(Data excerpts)
□ □ □ □ □ □ □

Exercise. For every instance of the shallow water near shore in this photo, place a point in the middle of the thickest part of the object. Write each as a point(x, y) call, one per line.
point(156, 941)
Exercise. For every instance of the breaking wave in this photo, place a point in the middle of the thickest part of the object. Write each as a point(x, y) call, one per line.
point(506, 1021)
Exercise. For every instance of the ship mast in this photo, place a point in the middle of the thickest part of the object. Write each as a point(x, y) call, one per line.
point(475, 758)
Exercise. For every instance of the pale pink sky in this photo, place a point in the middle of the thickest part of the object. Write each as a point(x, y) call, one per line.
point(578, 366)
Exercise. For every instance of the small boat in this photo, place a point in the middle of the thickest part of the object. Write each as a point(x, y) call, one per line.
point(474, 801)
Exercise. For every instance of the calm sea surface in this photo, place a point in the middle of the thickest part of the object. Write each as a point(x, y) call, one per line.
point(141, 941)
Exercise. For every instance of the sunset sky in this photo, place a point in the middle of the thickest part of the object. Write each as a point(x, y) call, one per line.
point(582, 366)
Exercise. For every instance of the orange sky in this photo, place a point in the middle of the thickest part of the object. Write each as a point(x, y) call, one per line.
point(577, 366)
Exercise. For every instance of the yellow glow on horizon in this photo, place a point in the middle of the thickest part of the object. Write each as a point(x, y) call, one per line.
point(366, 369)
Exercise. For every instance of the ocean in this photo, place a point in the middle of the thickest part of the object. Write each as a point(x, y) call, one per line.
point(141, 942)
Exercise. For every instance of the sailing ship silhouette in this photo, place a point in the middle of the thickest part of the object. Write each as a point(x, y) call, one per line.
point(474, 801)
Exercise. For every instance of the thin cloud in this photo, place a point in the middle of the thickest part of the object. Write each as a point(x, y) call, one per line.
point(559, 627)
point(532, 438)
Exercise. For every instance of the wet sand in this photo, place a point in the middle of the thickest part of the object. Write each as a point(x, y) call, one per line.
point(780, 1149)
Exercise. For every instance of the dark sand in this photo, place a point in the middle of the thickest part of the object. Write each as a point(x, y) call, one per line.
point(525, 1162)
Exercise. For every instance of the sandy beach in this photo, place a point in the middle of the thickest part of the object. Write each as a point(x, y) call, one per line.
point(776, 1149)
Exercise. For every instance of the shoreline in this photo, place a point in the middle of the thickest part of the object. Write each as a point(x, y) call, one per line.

□ □ □ □ □ □ □

* [PROBLEM DETAILS]: Every entry is to be repeated exactly as it stands.

* [FINAL ANSWER]:
Exercise. For every instance of the shallow water near shore in this photo, place a point in the middle of the thickest part of the object. Write each as a point(x, y) call, one per line.
point(156, 941)
Exercise. For every instance of the breaking wave in this photo, place a point in the middle of the thickest part of the object. Write each as a point(x, y) call, one per line.
point(506, 1021)
Exercise. For every instance of the ship mast in this photo, place a point in the middle of the thickest part of the object. Write each as a point(x, y) call, one per line.
point(475, 758)
Exercise. For every instance of the pale pink sky in this photo, place a point in the middle of the thickest part of the object. Write each as a point(x, y) call, one per line.
point(578, 366)
Exercise. For every instance of the small boat in this photo, place a point in the middle of the thickest part of the object. Write each as a point(x, y) call, one per line.
point(474, 801)
Exercise. For every instance of the calm sea surface in this photo, place a point in the middle of the thickest part of the object. Write each as a point(x, y) call, one per line.
point(141, 941)
Exercise. For every instance of the sunset sky in this photo, place a point in the middle of the thickest part of the object. Write each as a point(x, y) call, one per line.
point(582, 366)
Exercise. For every instance of the orange sky in this photo, place a point in the middle of the thickest part of the object. Write each as a point(x, y) call, one per line.
point(577, 366)
Exercise. For every instance of the yellow glow on horizon in this photo, place a point in the middle of the thickest part of the object. Write each as a point(x, y) call, one per line.
point(366, 369)
Exercise. For every instance of the ocean in this photo, place a point in the middle of the thickest part of the object. Write each as a point(x, y) call, one per line.
point(141, 942)
Exercise. For every instance of the sailing ship silhouette in this photo, place a point in the middle of the thickest part of the object. Write each as a point(x, y) call, one per line.
point(474, 801)
Exercise. For every instance of the thin cloud in this photo, place a point in the middle of the thickest part of the object. Write each as a point(x, y) call, one per line.
point(559, 627)
point(532, 438)
Exercise. For every instance of the wet sand in this photo, place a point in the middle of the thickest part of the object. Write each as a point(x, y) call, one per line.
point(780, 1149)
Exercise. For every instance of the dark sand in this photo, place a point in the middle of the thickest part of the object. Write each as a point(x, y) call, one per line.
point(525, 1162)
Exercise. For every instance of the sandy beach in this photo, place a point in the middle of the thickest part of the object. Write each as a point(x, y) call, one per line.
point(776, 1149)
Exercise. For every instance of the shoreline in this photo, place a point in the middle of the thickest part of the object. Write each as a point(x, y) call, one per line.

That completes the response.